### Selected extract
It is only proprietary in the throttle.. Any manufacturer can build a "better throttle", but they have to get off there butts.. They could also build a "better receiver", but again they have to get off there butts.. All the R/C plane & car groups are switching to 2.4 GHz with Direct Sequence Spread Spectrum or Frequency Hopping Spread Spectrum.. We are way behind the curve.. 

BulletBob


----------



## Curmudgeon (Jan 11, 2008)

Ah, yes. 
I recall when one manufacturer moved from 27 to 75 MC to get more range and to get away from all the "clutter" of 27. 
I also recall the claim that CB radios would interfere on 27 MC. 

Do you know anyone who still uses a CB? 

Now, same manufacturer is supposed to be moving to 2.4GC, which is full and getting fuller. 

Ah, technology.


----------



## Road Foreman (Jan 2, 2008)

Dave, 

All the over-the-road truckers have a CB in there truck.. The 2.4 MHz band has a 32-bit code for 4.2 billion Global Unique Identifier codes for the transmitters & receivers.. I do not think we will run out of codes for a long time.. 

BulletBob


----------



## Curmudgeon (Jan 11, 2008)

The problem is close proximity of several transmitters and "splatter". 
Remember what happened to 10 channels when they added a telescoping antenna? 

I have talked to I don't know how many truckers over the last several years, all have junked their CB's and use cell phones. 

Of course, maybe on the other coast they are a little slower on the uptake.


----------



## Road Foreman (Jan 2, 2008)

Source records
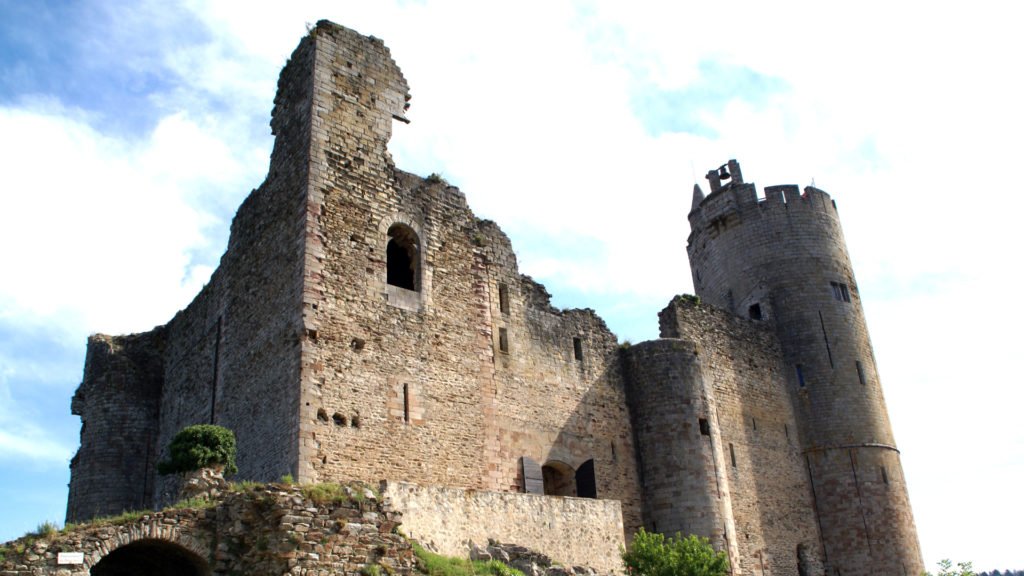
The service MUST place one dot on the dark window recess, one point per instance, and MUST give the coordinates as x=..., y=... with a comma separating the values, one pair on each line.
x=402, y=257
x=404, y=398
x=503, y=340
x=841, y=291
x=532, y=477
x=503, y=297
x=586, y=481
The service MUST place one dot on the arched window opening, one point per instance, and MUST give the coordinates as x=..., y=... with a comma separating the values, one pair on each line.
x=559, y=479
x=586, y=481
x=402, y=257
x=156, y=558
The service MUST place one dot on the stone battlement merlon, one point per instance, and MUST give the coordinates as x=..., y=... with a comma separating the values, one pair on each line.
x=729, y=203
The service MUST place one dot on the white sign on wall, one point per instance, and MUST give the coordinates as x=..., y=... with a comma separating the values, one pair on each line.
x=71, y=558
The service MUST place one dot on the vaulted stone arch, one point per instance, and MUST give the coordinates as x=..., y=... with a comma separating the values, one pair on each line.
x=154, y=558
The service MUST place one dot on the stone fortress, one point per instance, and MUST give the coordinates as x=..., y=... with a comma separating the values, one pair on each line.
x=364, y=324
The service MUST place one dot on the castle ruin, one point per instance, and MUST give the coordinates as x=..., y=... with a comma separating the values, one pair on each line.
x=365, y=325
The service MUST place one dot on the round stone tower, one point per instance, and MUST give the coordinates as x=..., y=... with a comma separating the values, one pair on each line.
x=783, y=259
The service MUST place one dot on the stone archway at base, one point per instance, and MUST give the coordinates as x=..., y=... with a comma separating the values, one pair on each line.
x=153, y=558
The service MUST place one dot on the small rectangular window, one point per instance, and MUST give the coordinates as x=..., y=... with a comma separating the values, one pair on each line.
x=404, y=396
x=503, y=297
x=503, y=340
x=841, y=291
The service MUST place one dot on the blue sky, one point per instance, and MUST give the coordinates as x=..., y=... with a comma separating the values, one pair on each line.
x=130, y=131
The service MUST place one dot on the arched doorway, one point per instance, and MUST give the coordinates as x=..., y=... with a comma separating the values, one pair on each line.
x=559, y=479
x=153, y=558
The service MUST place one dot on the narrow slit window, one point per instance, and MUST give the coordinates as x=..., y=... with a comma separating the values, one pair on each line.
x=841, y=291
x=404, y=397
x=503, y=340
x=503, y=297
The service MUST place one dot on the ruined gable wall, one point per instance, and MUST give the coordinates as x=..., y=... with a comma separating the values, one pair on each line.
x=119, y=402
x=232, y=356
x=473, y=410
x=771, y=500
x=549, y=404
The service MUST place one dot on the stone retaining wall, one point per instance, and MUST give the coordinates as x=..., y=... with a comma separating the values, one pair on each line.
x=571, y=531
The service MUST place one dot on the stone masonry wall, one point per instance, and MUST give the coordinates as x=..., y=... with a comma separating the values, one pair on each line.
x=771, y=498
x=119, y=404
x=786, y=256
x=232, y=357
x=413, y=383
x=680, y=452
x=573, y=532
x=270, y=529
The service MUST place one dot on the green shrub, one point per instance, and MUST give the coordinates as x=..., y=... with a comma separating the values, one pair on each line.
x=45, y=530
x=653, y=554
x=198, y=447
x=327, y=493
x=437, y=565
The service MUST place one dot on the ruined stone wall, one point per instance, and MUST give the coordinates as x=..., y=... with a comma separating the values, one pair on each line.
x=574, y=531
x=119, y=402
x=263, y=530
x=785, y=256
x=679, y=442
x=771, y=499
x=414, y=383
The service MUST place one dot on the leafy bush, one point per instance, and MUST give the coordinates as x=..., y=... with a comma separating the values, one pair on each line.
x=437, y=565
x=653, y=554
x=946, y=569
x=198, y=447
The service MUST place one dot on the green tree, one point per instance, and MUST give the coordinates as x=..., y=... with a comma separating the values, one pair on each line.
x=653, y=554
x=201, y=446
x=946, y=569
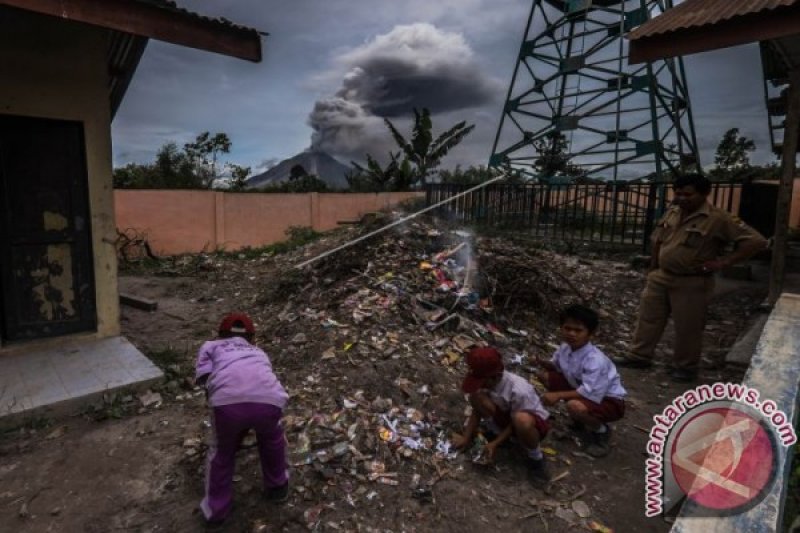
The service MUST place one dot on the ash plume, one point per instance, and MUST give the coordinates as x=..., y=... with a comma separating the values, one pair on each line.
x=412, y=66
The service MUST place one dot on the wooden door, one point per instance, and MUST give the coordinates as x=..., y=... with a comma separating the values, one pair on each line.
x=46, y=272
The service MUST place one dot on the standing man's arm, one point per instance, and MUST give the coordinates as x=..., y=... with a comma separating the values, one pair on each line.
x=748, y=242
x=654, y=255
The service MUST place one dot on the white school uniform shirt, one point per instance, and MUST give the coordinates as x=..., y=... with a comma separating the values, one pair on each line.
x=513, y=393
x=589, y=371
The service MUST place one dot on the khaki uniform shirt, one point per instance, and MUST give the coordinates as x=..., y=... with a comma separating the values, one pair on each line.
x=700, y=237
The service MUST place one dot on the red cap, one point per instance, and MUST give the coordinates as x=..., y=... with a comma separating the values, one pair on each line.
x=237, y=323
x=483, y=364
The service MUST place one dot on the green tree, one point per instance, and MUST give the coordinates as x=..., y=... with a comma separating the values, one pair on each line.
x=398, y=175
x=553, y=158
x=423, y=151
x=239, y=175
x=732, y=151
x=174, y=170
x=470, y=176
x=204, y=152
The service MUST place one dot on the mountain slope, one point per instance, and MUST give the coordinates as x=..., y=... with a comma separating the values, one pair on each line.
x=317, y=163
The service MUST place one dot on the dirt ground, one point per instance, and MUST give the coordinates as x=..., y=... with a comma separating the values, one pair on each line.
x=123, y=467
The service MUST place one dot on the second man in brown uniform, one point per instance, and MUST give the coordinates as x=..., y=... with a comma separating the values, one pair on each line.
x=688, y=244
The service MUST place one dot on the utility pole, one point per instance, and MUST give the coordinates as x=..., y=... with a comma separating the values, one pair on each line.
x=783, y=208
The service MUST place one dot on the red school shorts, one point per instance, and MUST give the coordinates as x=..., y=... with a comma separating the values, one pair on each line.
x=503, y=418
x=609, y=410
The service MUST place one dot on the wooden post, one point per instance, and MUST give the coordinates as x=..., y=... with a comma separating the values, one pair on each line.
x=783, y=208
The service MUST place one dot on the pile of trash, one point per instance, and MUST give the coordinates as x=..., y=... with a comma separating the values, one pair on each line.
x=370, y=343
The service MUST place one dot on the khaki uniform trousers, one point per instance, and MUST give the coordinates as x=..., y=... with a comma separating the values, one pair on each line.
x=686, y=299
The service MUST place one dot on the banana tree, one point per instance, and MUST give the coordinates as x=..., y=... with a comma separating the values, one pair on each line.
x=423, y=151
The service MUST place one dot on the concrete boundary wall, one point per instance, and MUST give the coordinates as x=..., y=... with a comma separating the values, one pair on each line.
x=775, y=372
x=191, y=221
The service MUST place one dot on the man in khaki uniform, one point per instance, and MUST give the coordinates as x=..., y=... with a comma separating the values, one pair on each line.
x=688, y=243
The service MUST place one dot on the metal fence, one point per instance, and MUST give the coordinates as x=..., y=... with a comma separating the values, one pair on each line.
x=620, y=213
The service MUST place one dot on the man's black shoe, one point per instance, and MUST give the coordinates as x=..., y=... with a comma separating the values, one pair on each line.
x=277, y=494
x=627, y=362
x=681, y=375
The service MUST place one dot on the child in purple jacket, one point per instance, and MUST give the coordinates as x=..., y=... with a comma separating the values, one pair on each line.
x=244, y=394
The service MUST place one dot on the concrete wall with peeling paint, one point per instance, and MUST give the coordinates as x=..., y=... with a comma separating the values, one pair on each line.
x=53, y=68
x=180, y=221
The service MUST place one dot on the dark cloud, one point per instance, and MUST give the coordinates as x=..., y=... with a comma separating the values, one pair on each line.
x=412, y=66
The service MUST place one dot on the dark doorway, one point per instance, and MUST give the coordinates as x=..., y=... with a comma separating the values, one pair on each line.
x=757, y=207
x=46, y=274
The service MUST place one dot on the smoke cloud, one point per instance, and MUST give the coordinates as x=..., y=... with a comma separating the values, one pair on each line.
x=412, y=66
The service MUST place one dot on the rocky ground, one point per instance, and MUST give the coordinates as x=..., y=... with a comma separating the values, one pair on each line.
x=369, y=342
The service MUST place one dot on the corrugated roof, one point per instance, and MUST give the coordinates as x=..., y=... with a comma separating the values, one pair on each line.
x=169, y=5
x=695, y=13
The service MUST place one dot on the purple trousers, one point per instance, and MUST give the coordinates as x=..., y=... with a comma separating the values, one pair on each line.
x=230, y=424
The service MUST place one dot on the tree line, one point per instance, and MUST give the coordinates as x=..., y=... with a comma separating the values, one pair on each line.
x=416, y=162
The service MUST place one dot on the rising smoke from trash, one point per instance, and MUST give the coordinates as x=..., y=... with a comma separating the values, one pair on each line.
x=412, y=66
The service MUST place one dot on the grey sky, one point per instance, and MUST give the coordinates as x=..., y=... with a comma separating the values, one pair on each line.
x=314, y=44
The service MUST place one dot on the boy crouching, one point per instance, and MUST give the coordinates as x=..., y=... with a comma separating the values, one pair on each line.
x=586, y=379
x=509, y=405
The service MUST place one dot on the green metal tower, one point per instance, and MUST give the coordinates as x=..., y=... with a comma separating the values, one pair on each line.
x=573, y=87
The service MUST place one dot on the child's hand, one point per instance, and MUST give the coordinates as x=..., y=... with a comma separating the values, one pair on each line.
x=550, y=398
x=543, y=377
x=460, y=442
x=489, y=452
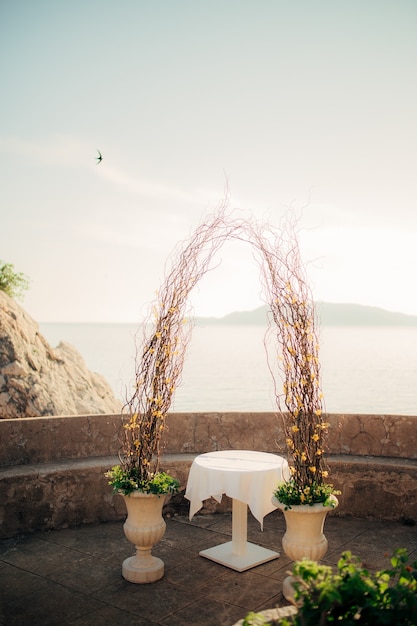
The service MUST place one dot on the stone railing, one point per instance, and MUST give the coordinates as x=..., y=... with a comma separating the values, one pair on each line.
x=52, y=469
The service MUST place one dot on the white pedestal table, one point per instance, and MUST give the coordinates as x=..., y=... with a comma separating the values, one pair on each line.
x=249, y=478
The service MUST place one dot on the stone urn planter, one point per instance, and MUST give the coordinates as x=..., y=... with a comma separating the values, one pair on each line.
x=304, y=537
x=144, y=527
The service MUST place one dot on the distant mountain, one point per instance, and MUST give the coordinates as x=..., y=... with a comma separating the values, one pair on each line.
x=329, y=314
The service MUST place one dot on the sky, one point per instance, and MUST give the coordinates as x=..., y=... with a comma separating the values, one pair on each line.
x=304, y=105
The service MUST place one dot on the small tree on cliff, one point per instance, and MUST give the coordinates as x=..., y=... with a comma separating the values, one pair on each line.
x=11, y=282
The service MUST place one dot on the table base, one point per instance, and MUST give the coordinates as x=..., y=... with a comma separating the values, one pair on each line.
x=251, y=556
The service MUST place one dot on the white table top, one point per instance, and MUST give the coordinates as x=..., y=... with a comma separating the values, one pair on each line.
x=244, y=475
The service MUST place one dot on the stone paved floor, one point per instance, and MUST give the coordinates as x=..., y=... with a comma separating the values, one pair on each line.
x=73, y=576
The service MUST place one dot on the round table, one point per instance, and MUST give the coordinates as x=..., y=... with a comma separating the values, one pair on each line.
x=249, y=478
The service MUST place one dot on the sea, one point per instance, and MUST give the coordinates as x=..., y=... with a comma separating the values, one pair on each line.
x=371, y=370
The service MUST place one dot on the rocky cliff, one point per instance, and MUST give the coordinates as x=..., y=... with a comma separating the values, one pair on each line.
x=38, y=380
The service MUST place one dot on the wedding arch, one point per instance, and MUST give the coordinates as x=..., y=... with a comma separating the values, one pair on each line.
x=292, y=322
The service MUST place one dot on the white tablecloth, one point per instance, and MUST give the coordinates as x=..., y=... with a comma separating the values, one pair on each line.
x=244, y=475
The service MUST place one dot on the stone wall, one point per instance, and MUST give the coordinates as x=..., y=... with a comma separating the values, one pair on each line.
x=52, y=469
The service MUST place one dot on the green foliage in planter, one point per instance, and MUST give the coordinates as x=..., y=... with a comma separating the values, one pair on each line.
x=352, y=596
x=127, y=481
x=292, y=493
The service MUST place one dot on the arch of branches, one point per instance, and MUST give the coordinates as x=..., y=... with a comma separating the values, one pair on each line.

### Set task 1
Return the part of the R/C radio forum thread starting at "I recall when" and ending at "still uses a CB?", word for word.
### Set task 2
Please rename "dot" to "marker" in the source rows, starting at the line that contains "The service MUST place one dot on the tree" and ending at the line that contains "x=144, y=527", and change nothing else. Give only those rows and leave the pictures out of your answer.

### Written answer 1
I recall when one manufacturer moved from 27 to 75 MC to get more range and to get away from all the "clutter" of 27. 
I also recall the claim that CB radios would interfere on 27 MC. 

Do you know anyone who still uses a CB?

### Written answer 2
The service MUST place one marker on the tree line, one point per instance, and MUST give the coordinates as x=..., y=... with a comma separating the values, one pair on each line.
x=416, y=162
The service MUST place one marker on the rising smoke from trash, one point per instance, and MUST give the coordinates as x=..., y=... with a comma separating the values, one pair on each line.
x=412, y=66
The service MUST place one marker on the grey sky, one point per instance, and MUST give the coordinates as x=..., y=... with a comma separating the values, one pair on each line.
x=314, y=44
The service MUST place one marker on the boy crouching, one point per instance, and MUST give the coordinates as x=..., y=... with a comma separating the values, one pair on each line.
x=586, y=379
x=509, y=405
The service MUST place one marker on the green metal tower, one point per instance, and MUST give the coordinates as x=..., y=... with a comma separating the values, one pair on each line.
x=573, y=87
The service MUST place one marker on the child's hand, one point per instance, and MUST give the coordinates as x=..., y=... with a comma separating the values, one pair on each line.
x=550, y=398
x=543, y=377
x=460, y=442
x=489, y=452
The service MUST place one marker on the stone railing, one point per instance, and MUST give the coordinates as x=..., y=... with a comma separating the values, one pair on each line.
x=52, y=469
The service MUST place one marker on the white pedestal table, one point per instance, and MUST give the coordinates as x=..., y=... with a comma separating the values, one pair on each line.
x=249, y=478
The service MUST place one marker on the stone urn planter, one point per instance, and MUST give the coordinates as x=..., y=... with a comma separating the values, one pair on each line.
x=304, y=537
x=144, y=527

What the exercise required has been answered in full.